▸ Directions for this task
Set down nothing except the lines starting at the one with "For every instance of the foreground" and ending at the final line of the material, each word for word.

▸ Supplied material
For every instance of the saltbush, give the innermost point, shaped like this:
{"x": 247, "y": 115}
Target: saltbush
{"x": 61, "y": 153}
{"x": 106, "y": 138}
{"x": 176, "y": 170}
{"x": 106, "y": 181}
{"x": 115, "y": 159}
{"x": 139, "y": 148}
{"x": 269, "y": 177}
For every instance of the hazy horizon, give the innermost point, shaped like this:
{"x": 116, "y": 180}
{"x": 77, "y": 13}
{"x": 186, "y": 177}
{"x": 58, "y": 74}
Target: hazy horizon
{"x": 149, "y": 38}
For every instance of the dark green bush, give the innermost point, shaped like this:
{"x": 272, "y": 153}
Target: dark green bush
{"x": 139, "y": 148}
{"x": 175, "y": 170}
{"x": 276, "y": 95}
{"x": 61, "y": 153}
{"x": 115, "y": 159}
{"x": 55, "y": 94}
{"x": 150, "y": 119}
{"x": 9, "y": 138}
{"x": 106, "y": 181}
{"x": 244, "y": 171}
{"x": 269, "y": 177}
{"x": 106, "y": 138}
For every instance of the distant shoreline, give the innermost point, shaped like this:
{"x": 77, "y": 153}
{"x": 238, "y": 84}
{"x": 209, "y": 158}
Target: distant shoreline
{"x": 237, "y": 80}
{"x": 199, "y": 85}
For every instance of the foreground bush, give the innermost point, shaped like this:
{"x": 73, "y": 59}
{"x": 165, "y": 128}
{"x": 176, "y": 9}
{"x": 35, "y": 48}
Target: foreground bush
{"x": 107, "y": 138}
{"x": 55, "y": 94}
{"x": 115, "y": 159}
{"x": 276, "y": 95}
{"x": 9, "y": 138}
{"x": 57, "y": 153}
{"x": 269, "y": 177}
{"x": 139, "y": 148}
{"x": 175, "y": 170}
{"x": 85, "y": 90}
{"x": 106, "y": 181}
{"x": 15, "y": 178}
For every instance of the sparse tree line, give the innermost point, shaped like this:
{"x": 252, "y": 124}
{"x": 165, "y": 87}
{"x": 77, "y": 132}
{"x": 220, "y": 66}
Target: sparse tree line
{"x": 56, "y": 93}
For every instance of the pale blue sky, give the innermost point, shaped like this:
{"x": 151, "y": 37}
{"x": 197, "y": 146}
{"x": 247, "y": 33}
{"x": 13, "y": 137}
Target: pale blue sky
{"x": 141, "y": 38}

▸ Your response
For every instance of the foreground bush, give the innermost point, shaped like this:
{"x": 73, "y": 59}
{"x": 165, "y": 128}
{"x": 176, "y": 9}
{"x": 35, "y": 48}
Target: foreground bush
{"x": 107, "y": 138}
{"x": 55, "y": 94}
{"x": 115, "y": 159}
{"x": 276, "y": 95}
{"x": 9, "y": 138}
{"x": 57, "y": 153}
{"x": 269, "y": 177}
{"x": 139, "y": 148}
{"x": 175, "y": 170}
{"x": 85, "y": 90}
{"x": 106, "y": 181}
{"x": 15, "y": 178}
For every instance of the sparse tree line, give the innermost point, shaped like this:
{"x": 252, "y": 124}
{"x": 165, "y": 87}
{"x": 77, "y": 132}
{"x": 220, "y": 66}
Target: sparse tree line
{"x": 56, "y": 93}
For every instance of the pale blue sky, give the innermost point, shaped like this:
{"x": 151, "y": 37}
{"x": 197, "y": 146}
{"x": 247, "y": 33}
{"x": 13, "y": 137}
Target: pale blue sky
{"x": 141, "y": 38}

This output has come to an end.